理解数据结构 hashtable的简易理解思路

结构图

为了方便演示，下图中分区算法为下标取模

private int hashFun(int id) {
      //使用 hash并取模

      return id % size;
  }

在这里插入图片描述

Hashtable的结构如图所示：是一个数组（元素为各个链表的表头）+ 多个链表组成，也就是说 hashtable 结合了数组和链表的优点。

数组的特点：寻址容易，插入和删除困难；
链表的特点：寻址困难，而插入和删除操作容易；
哈希表的特点：寻址插入和删除操作都容易。

简单的代码实现

该代码实现的功能有分区存储与查找

数据 Emp 的存储：存储时采用ID 取模算法确定数据的存储位置。
数据 Emp的查找：根据 ID 查找数据

public class HashTableDemo {
    public static void main(String[] args) {
        HashTable hashTable = new HashTable(7);
        hashTable.add(new Emp(1, "jack"));
        hashTable.add(new Emp(2, "tom"));
        hashTable.add(new Emp(3, "smith"));
        hashTable.add(new Emp(4, "mary"));
        hashTable.add(new Emp(5, "king"));
        hashTable.add(new Emp(6, "scott"));
        hashTable.add(new Emp(7, "peter"));
        hashTable.add(new Emp(8, "jack1"));
        hashTable.add(new Emp(9, "jack2"));
        hashTable.add(new Emp(10, "jack3"));
        hashTable.add(new Emp(11, "jack4"));
        hashTable.add(new Emp(12, "jack5"));
        hashTable.add(new Emp(13, "jack6"));
        hashTable.add(new Emp(14, "jack7"));
        hashTable.add(new Emp(15, "jack8"));
        hashTable.list();
    }
}

class HashTable {
    /**
     * 数组
     */
    private EmpLinkedList[] empLinkedListArray;
    /**
     * 数组的大小
     */
    private int size;

    public HashTable(int size) {
        this.size = size;
        empLinkedListArray = new EmpLinkedList[size];
        for (int i = 0; i < size; i++) {
            empLinkedListArray[i] = new EmpLinkedList();
        }
    }

    public void add(Emp emp) {
        // 使用散列函数确定放入哪个链表
        int empLinkedListNo = hashFun(emp.id);
        empLinkedListArray[empLinkedListNo].add(emp);
    }

    /**
     * 使用某种算法确定数据的存放位置
     * 这里简单的使用模运算，来确定数据应该落在那个数组元素指定的链表上，
     * 只是一种特例，因为所存的数据包含 ID，所以采用对 ID 取模运算。

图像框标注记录
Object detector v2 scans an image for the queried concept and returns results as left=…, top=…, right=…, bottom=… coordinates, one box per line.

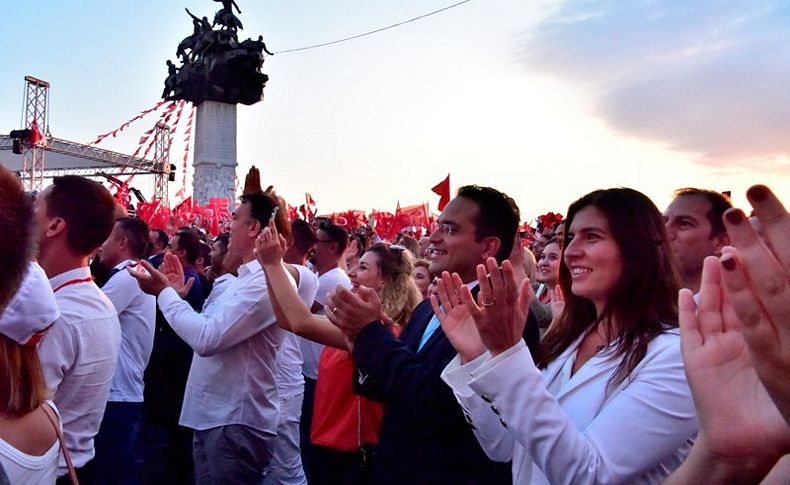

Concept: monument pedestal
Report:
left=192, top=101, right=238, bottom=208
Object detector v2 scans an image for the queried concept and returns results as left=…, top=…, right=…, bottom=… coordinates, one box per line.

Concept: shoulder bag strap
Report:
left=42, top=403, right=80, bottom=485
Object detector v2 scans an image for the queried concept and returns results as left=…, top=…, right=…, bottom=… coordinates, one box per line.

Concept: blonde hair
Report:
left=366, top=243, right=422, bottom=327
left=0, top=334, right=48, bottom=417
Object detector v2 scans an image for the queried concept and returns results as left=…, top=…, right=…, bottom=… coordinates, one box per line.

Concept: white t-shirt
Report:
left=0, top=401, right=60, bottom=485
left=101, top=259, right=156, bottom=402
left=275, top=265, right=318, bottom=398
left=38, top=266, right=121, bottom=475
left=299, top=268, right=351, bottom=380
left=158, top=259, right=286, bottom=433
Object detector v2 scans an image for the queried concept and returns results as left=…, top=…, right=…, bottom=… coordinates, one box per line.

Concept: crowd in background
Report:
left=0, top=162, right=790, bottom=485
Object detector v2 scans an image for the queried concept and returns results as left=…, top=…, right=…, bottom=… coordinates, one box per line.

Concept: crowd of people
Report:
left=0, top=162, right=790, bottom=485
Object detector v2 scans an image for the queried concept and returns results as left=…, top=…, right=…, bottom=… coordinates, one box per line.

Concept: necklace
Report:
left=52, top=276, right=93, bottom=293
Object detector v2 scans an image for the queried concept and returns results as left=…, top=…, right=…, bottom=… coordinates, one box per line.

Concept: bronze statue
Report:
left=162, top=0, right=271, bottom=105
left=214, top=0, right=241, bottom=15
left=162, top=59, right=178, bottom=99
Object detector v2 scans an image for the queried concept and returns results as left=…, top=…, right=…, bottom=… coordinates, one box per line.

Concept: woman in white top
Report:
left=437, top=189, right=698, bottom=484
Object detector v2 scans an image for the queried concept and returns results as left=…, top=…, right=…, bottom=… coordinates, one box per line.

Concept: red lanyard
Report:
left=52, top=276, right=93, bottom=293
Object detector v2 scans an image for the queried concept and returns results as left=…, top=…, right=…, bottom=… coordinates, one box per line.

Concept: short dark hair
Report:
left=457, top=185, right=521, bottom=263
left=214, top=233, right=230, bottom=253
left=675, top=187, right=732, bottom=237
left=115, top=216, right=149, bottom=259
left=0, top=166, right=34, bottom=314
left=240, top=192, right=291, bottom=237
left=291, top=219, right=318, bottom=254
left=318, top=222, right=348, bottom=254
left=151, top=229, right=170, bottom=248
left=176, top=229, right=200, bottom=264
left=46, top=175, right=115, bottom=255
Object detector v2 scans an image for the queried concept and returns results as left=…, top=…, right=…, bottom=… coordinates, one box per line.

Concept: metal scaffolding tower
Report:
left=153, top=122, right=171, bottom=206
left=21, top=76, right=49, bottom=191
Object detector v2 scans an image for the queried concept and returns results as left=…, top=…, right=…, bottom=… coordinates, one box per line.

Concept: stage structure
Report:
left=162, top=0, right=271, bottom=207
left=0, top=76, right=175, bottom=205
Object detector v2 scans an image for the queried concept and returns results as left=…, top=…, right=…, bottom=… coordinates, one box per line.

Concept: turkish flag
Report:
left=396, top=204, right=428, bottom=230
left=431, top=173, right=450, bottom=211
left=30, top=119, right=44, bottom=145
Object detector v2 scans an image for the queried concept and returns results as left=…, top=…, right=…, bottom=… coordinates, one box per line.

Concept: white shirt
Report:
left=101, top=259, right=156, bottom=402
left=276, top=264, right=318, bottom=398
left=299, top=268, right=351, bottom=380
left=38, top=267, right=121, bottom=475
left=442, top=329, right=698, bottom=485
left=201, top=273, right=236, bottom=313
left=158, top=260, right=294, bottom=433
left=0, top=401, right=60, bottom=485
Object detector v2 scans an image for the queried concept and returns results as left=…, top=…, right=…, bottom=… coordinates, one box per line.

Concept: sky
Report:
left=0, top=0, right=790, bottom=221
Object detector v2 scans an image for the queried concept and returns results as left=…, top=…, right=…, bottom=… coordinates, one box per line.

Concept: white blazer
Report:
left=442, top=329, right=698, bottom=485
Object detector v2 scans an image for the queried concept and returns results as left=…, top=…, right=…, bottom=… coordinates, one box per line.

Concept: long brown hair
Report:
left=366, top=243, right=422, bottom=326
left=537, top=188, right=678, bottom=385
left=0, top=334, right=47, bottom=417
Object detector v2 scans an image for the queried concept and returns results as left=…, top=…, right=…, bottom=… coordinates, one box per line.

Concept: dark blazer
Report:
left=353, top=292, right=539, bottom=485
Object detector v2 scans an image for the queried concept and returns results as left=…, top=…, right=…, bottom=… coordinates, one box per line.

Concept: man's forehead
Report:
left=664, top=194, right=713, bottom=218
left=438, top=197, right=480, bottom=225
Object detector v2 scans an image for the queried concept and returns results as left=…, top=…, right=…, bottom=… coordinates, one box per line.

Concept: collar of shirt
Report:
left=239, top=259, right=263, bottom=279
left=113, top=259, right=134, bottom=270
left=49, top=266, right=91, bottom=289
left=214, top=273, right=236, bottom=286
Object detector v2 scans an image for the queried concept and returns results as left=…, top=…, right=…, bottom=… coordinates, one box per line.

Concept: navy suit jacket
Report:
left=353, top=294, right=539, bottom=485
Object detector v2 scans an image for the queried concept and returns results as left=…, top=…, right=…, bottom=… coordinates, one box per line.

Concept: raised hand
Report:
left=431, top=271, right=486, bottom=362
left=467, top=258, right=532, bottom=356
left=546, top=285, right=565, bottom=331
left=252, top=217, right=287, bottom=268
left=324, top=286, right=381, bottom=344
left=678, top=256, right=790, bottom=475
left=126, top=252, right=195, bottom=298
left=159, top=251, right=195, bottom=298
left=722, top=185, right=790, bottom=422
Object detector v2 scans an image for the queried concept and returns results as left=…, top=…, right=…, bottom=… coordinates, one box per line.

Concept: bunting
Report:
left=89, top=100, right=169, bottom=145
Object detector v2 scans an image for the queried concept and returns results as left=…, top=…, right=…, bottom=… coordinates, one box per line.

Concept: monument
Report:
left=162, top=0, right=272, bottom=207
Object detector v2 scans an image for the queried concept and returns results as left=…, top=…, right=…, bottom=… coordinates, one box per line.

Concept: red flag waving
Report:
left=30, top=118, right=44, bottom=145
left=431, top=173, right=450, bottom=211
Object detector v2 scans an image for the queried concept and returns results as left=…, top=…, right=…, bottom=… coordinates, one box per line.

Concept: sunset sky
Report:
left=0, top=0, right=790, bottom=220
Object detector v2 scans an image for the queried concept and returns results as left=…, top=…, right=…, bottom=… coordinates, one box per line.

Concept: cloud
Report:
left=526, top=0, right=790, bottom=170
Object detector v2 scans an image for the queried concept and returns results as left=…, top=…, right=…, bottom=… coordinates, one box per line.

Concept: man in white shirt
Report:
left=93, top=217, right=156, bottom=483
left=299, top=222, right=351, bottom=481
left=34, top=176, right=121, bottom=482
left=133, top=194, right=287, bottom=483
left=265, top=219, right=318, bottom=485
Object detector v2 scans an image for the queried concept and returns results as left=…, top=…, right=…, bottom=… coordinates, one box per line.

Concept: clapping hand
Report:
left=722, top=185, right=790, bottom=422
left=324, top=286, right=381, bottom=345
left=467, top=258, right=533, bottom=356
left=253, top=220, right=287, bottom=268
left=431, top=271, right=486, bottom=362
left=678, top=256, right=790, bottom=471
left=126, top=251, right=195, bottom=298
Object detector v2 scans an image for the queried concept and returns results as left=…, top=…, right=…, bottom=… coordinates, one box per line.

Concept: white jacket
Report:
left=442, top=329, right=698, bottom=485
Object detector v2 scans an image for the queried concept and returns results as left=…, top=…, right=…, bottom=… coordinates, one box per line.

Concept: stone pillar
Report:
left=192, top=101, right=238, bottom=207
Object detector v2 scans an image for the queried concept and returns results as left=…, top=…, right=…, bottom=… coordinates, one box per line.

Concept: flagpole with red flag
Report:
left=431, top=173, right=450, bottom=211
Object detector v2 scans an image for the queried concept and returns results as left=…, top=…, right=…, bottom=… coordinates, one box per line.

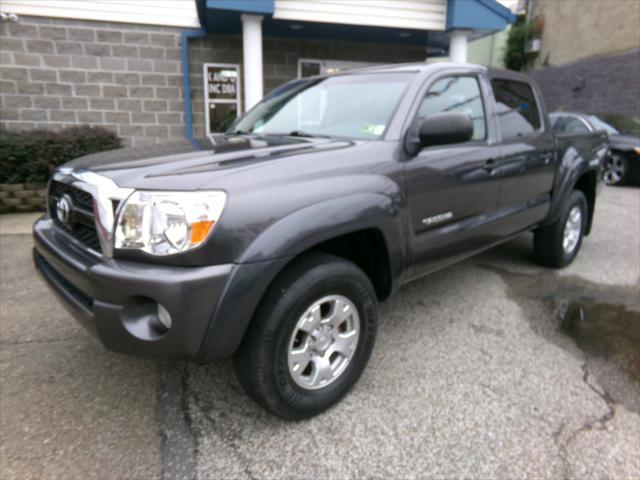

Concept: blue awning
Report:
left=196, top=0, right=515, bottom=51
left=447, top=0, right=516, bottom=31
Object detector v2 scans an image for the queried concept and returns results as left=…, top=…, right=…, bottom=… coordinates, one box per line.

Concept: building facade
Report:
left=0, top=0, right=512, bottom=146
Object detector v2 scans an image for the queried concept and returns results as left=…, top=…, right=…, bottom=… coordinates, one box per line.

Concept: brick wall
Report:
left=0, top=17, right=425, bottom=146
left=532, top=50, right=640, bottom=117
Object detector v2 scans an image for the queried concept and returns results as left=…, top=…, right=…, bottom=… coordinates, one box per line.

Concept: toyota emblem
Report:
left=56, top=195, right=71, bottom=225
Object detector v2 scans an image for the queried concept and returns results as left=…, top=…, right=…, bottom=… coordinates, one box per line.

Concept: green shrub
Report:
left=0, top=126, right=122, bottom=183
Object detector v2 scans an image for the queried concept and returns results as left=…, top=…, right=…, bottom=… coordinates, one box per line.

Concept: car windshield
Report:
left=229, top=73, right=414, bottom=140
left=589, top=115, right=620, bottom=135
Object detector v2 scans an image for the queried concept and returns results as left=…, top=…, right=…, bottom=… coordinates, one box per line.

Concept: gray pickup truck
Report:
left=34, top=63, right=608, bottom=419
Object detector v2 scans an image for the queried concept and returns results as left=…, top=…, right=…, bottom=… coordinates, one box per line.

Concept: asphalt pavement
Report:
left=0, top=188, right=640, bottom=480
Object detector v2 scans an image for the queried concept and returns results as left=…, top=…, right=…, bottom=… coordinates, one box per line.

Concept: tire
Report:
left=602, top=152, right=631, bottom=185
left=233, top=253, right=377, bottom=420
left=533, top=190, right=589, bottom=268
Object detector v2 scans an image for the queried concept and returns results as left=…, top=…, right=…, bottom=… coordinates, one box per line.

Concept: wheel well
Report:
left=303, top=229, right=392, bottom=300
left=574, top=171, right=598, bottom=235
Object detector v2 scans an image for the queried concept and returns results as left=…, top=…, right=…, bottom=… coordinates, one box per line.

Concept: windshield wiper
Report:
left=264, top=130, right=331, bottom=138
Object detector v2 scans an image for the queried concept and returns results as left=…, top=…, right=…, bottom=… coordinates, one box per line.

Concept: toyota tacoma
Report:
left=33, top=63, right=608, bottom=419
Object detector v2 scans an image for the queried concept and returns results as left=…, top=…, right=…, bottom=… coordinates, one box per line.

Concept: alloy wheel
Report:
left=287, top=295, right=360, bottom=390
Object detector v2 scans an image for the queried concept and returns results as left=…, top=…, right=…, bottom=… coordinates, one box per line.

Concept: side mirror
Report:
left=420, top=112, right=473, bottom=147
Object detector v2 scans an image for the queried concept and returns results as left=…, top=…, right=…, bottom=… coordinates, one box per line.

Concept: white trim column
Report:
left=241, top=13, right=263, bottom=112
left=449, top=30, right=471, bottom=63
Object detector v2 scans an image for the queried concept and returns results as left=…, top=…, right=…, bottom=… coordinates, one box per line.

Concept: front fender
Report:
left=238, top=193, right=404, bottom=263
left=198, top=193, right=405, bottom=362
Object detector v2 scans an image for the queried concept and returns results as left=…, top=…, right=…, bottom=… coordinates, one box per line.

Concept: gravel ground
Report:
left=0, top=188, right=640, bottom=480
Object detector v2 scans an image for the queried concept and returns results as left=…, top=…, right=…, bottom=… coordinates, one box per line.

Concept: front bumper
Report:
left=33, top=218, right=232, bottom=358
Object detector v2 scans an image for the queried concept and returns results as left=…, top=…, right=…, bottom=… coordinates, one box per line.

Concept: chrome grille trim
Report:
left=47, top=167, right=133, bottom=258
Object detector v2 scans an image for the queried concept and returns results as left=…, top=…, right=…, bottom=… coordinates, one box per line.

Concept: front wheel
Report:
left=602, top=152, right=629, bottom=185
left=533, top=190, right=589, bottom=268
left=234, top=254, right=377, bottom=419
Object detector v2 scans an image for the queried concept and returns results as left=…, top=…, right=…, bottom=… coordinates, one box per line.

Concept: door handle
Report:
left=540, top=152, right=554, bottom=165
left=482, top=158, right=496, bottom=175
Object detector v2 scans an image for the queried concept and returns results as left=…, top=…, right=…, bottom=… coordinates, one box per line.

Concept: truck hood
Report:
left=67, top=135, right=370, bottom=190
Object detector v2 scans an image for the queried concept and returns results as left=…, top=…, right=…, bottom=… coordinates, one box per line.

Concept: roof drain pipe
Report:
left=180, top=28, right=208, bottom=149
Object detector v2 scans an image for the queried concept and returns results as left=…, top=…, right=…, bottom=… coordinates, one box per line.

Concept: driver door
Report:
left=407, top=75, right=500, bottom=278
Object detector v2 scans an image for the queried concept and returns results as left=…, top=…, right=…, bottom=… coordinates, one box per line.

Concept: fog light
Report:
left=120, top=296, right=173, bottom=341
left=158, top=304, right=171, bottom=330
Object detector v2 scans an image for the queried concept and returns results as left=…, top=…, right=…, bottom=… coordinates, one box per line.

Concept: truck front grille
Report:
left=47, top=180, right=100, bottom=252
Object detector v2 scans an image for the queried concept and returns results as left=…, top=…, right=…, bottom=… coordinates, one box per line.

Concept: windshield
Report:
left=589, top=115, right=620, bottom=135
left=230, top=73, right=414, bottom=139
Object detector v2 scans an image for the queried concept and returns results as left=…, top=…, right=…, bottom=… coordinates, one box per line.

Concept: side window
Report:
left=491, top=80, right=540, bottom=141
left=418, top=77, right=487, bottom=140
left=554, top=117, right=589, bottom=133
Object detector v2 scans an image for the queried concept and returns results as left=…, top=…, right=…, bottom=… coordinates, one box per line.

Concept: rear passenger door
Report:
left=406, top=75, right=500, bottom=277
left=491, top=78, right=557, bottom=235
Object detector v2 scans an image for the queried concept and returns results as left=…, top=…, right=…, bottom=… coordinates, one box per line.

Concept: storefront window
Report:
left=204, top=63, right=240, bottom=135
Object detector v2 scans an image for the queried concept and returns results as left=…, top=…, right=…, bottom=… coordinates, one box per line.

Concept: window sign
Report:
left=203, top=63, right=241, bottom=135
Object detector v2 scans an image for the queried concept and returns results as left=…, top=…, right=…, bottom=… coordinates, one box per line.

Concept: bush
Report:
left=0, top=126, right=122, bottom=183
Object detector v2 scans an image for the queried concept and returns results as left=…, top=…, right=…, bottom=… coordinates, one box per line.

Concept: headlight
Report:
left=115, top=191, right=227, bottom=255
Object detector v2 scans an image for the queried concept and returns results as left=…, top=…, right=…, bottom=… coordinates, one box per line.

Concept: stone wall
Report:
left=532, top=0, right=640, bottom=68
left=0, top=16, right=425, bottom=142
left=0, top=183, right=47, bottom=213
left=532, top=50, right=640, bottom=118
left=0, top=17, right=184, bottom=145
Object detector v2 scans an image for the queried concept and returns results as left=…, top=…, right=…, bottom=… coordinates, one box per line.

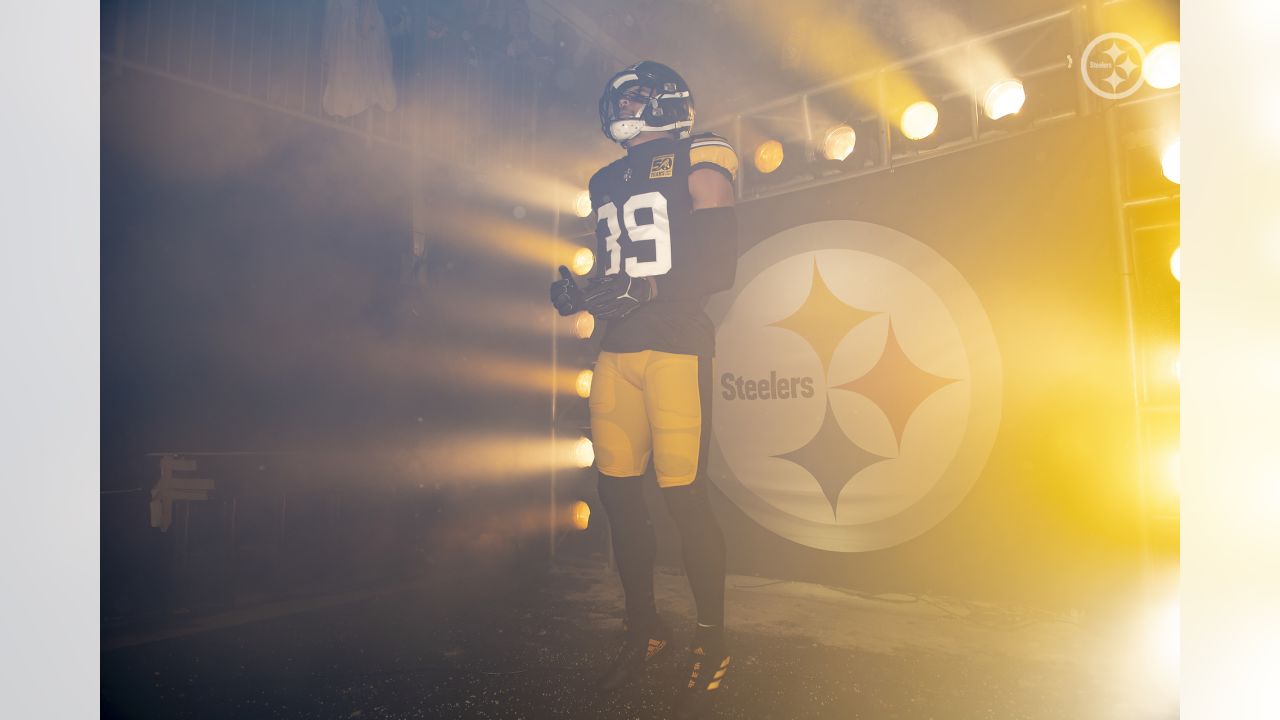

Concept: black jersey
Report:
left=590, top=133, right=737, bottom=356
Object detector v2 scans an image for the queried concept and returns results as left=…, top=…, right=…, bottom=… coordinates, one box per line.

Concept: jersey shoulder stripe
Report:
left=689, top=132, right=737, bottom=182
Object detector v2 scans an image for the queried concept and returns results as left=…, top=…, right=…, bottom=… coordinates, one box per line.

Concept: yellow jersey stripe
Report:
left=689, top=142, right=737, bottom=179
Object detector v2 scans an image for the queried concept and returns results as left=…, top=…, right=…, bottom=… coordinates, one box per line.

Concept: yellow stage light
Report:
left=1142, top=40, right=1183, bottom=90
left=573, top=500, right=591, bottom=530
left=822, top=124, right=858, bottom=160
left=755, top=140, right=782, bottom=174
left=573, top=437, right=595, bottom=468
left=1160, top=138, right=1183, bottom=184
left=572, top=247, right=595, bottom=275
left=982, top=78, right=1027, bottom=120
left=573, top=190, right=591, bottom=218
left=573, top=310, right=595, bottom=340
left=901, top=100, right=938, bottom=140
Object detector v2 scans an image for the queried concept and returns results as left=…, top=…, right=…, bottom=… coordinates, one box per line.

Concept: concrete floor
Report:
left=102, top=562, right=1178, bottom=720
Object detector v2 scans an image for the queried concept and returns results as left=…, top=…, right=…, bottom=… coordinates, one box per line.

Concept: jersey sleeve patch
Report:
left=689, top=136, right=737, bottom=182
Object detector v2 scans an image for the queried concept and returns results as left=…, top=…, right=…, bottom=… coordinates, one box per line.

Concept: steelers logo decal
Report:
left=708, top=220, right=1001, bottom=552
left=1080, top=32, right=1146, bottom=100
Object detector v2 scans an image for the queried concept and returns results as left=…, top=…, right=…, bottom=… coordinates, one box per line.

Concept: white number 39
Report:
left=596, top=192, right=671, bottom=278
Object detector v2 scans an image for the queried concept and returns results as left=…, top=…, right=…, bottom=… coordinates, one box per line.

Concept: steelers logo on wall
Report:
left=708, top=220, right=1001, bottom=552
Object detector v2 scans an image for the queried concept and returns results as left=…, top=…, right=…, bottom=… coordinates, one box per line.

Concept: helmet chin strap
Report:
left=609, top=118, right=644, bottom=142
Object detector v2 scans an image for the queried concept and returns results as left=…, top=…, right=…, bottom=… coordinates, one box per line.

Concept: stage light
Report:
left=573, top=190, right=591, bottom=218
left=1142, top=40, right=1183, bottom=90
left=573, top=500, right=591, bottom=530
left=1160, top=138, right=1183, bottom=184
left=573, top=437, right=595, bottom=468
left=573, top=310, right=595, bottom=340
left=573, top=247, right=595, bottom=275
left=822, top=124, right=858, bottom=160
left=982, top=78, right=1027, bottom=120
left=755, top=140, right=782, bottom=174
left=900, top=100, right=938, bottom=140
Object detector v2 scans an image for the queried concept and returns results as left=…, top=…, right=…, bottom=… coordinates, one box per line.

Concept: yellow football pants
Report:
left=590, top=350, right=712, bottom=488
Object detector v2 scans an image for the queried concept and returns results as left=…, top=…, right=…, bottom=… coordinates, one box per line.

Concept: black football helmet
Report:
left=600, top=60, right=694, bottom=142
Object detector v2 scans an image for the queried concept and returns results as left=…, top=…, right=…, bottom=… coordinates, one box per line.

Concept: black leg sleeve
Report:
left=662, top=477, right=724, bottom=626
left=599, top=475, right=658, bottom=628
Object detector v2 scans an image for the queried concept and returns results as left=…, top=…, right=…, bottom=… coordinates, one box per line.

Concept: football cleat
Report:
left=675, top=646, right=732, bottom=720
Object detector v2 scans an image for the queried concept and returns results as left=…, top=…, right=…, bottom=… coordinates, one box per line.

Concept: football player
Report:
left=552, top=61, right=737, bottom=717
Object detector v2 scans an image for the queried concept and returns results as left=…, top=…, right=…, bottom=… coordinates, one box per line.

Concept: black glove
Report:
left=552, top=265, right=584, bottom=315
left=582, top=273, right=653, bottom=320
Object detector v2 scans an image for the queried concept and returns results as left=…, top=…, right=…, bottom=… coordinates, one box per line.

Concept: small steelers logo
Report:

* [任务说明 1]
请从哈希表讲解中逐字抄录一段，从“为了方便演示，下图中分区算法为下标取模”开始，一直抄到“多个链表组成，也就是说 hashtable 结合了数组和链表的优点。”为止。
* [任务说明 2]
根据哈希表讲解回答下列问题：
(a) 为了方便演示，图中的分区算法用的是什么？
(b) 文中说链表有什么特点？
(c) main 方法里创建 HashTable 时传入的大小是多少？

* [参考答案 1]
为了方便演示，下图中分区算法为下标取模

private int hashFun(int id) {
      //使用 hash并取模

      return id % size;
  }

在这里插入图片描述

Hashtable的结构如图所示：是一个数组（元素为各个链表的表头）+ 多个链表组成，也就是说 hashtable 结合了数组和链表的优点。

* [参考答案 2]
(a) 下标取模。
(b) 寻址困难，而插入和删除操作容易。
(c) 7。